===== Page extract

The opinion of the court was delivered by: Otis D. Wright, II United States District Judge

O JS-6



Plaintiff Penelope Bergman brings claims against Fidelity National Financial for violation of the Real Estate Settlement Procedures Act ("RESPA"). Fidelity moved to dismiss Bergman's First Amended Complaint, contending in part that Bergman's loan was for business or commercial purposes and therefore did not fall within RESPA's ambit. The Court converted Fidelity's motion to dismiss to a motion for summary judgment on this threshold issue and now GRANTS the converted motion for summary judgment.*fn1


In 2008, Penelope Bergman (then Penelope Park*fn2 purchased a triplex at 1712, 1714, and 1716 South Crescent Heights Boulevard in Los Angeles, California. (Bergman Decl. ¶ 1; ECF No. 36-2.) To finance the $645,000 purchase price, Bergman executed a deed of trust in the amount of the purchase price. (ECF No. 36-2, at 16.) This deed of trust included a 1--4 Family Rider that (among other things) assigned rents to the lender and deleted the occupancy requirement contained in the deed of trust. (Id.) Bergman testified that she purchased the triplex "to provide a place for myself and my family to live and retire." (Bergman Decl. ¶ 1.)

==========
===== Dataset content

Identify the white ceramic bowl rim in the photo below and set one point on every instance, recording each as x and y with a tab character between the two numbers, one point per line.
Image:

==========
===== Dataset content

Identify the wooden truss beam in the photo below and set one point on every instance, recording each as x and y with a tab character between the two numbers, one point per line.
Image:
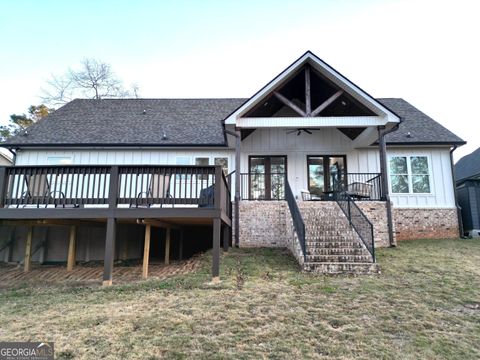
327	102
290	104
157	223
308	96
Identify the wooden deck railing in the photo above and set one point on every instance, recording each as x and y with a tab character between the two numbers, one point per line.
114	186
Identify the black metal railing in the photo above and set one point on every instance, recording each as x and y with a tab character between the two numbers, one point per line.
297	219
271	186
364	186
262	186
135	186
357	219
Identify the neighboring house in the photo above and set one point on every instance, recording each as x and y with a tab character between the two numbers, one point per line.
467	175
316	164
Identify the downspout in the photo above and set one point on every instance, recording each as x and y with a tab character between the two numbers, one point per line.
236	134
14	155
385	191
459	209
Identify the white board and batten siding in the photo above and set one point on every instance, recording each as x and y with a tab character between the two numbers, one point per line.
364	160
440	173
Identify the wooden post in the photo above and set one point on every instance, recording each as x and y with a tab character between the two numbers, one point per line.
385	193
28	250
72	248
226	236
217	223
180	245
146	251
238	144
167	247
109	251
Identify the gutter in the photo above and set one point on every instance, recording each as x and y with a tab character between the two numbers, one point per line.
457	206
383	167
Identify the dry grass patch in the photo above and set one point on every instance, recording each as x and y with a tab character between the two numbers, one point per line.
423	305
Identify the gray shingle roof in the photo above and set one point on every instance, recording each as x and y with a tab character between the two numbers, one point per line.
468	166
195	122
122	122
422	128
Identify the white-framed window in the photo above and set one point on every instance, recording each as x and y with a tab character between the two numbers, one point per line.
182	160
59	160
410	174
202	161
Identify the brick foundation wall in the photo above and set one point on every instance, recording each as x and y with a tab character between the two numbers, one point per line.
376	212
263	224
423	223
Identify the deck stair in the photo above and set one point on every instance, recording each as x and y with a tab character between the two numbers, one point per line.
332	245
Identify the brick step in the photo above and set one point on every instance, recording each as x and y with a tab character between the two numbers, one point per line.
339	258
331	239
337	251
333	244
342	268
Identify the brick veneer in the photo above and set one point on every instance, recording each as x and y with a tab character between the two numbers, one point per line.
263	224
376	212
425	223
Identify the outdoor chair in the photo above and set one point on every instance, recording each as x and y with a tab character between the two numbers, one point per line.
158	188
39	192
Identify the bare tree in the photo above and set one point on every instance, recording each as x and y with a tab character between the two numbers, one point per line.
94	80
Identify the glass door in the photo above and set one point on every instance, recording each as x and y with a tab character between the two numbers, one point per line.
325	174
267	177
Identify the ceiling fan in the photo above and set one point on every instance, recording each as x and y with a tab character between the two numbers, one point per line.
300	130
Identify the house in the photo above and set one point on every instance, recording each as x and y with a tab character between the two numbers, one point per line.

==========

**What to work on**
(1) Using the court opinion, decide whether each statement agrees with the text, answering yes or no and quoting the exact words that settle it: (a) the Court granted the converted motion for summary judgment; (b) the purchase price of the triplex was $645,000; (c) the 1--4 Family Rider added an occupancy requirement to the deed of trust.
(2) Turn the court opinion's paragraph beginning "In 2008, Penelope Bergman" into a short list that keeps its main facts.

**Answers for the tasks**
(1)
(a) Yes: "now GRANTS the converted motion for summary judgment"
(b) Yes: "To finance the $645,000 purchase price"
(c) No: "deleted the occupancy requirement contained in the deed of trust"

(2)
- In 2008, Penelope Bergman (then Penelope Park) bought a triplex at 1712, 1714, and 1716 South Crescent Heights Boulevard in Los Angeles, California.
- She financed the $645,000 purchase price with a deed of trust for that amount.
- The deed of trust's 1--4 Family Rider assigned rents to the lender and deleted the occupancy requirement.
- Bergman testified that she bought the triplex as a place for herself and her family to live and retire.